::: DATA LISTING
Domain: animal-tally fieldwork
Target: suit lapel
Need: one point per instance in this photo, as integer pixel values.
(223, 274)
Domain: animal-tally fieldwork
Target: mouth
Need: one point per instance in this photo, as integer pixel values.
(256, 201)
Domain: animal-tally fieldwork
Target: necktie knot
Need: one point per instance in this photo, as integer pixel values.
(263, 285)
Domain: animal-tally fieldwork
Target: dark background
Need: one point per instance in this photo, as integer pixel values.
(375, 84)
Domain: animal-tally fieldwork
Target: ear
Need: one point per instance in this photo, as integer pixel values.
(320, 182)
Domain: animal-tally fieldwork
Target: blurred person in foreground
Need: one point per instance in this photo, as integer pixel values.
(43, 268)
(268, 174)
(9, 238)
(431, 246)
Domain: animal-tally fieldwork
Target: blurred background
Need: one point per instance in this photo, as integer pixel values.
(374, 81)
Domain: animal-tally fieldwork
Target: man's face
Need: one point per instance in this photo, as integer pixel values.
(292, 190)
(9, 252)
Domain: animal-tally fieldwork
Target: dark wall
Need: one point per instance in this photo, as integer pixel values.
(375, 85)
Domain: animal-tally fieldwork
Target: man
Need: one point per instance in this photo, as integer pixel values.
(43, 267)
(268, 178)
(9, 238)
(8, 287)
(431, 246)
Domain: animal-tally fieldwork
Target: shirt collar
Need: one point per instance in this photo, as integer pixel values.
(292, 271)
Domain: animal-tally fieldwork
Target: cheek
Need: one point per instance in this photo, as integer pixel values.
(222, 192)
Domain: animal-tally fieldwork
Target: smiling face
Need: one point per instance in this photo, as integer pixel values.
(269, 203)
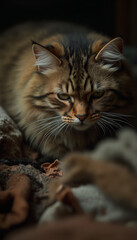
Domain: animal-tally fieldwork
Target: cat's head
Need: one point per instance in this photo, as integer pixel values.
(79, 80)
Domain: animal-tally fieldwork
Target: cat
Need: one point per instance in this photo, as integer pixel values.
(65, 90)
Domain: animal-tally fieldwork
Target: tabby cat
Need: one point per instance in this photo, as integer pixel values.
(65, 90)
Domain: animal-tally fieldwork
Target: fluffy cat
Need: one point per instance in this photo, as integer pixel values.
(67, 85)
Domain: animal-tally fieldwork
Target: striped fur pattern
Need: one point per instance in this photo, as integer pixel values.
(65, 90)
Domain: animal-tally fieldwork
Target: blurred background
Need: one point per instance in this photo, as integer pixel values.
(111, 17)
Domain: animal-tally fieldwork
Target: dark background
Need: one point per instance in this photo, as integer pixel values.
(111, 17)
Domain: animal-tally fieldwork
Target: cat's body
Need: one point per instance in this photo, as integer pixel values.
(59, 92)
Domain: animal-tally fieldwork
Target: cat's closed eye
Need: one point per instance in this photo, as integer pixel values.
(98, 94)
(63, 96)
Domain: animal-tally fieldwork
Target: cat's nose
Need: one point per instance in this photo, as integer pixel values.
(81, 117)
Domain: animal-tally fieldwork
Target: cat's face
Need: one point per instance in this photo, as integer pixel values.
(79, 87)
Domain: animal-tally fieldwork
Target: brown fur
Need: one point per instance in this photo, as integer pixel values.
(73, 71)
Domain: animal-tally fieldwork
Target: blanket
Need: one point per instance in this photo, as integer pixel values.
(91, 195)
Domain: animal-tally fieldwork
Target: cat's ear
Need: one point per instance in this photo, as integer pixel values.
(111, 54)
(46, 60)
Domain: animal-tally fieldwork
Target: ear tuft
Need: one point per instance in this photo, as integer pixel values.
(45, 60)
(111, 54)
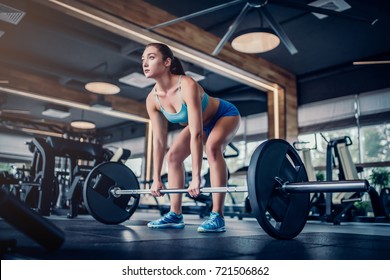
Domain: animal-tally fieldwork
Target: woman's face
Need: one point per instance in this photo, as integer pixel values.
(153, 64)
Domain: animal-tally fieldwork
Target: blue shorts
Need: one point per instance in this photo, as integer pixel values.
(225, 109)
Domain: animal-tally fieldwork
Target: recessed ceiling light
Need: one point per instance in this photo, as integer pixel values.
(137, 80)
(81, 124)
(56, 113)
(255, 40)
(102, 88)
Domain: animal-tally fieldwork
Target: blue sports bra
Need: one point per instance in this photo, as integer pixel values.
(182, 115)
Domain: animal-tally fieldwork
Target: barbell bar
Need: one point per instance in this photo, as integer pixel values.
(277, 184)
(308, 187)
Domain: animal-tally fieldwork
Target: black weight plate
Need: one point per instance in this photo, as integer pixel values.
(282, 216)
(99, 201)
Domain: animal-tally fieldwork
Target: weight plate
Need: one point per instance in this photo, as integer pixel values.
(99, 201)
(281, 215)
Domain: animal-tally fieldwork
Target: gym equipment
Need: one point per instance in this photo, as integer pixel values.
(30, 222)
(277, 186)
(385, 200)
(338, 204)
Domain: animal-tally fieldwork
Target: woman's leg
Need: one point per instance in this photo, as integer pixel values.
(176, 155)
(220, 136)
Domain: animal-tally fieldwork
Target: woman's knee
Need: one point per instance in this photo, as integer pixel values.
(174, 157)
(214, 151)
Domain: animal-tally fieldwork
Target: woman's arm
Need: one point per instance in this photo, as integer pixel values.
(159, 130)
(190, 94)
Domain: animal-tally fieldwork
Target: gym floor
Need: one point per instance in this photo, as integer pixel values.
(87, 239)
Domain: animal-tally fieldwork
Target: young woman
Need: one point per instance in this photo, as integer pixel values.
(179, 99)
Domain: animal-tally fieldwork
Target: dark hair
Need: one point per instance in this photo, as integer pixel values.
(176, 67)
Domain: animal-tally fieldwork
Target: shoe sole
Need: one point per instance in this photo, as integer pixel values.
(202, 230)
(167, 226)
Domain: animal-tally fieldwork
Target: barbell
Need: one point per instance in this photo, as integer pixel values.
(278, 188)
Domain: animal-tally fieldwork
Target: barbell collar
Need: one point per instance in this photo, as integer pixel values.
(117, 191)
(327, 186)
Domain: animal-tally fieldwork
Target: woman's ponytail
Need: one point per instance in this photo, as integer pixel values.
(176, 67)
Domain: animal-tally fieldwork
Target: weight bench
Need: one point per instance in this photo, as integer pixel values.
(343, 201)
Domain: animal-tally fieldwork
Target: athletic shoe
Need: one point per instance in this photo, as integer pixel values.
(169, 220)
(215, 223)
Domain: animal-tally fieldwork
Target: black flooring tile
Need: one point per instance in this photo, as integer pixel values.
(87, 239)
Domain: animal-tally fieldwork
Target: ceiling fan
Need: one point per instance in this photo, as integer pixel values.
(261, 5)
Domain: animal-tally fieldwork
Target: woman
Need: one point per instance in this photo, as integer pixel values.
(179, 99)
::::::
=== DIRECTIONS ===
Begin at the first line of the records and please reproduce every line exactly through the one containing "Target: cat's head", leaving all pictures out.

=== COMPLETED TASK ===
Domain: animal-tally fieldwork
Target: suit lapel
Need: one point per instance in this photo, as integer pixel values.
(223, 274)
Domain: animal-tally fieldwork
Target: mouth
Need: one point per instance in this photo, as integer pixel values.
(256, 201)
Domain: animal-tally fieldwork
Target: necktie knot
Need: one point per instance in this photo, as integer pixel values.
(263, 285)
Domain: animal-tally fieldwork
Target: dark background
Need: one point per instance in this photo, as integer pixel values.
(375, 84)
Domain: animal-tally fieldwork
Target: ear
Need: one point per instance in this photo, as integer pixel values.
(320, 182)
Domain: animal-tally fieldwork
Target: blurred person in foreground
Need: one point per instance in this photo, as integer pixel values.
(43, 268)
(268, 174)
(9, 238)
(431, 246)
Domain: animal-tally fieldwork
Target: blurred background
Need: one point per instance in this photo, as integer pixel values.
(374, 81)
Domain: animal-tally fieldwork
Target: man's face
Need: one point per instance in this photo, as integer pixel values.
(292, 190)
(9, 252)
Domain: animal-tally fieldwork
Target: dark wall
Need: one point per instance in this photo, as integer pixel values.
(375, 85)
Domain: animal-tally fieldwork
Target: man
Need: one point per instance in this photo, as integer pixel values.
(43, 267)
(268, 178)
(9, 238)
(8, 287)
(431, 246)
Domain: animal-tally fieldwork
Target: shirt collar
Need: one point per instance in this photo, as integer pixel values.
(292, 271)
Domain: animal-tally fieldwork
Target: cheek
Need: one point per instance in this photo, as integer pixel values.
(222, 192)
Domain: animal-tally fieldwork
Target: smiling face
Need: one point per instance in this photo, as integer pixel values.
(269, 203)
Domain: animal-tally fieldwork
Target: cat's head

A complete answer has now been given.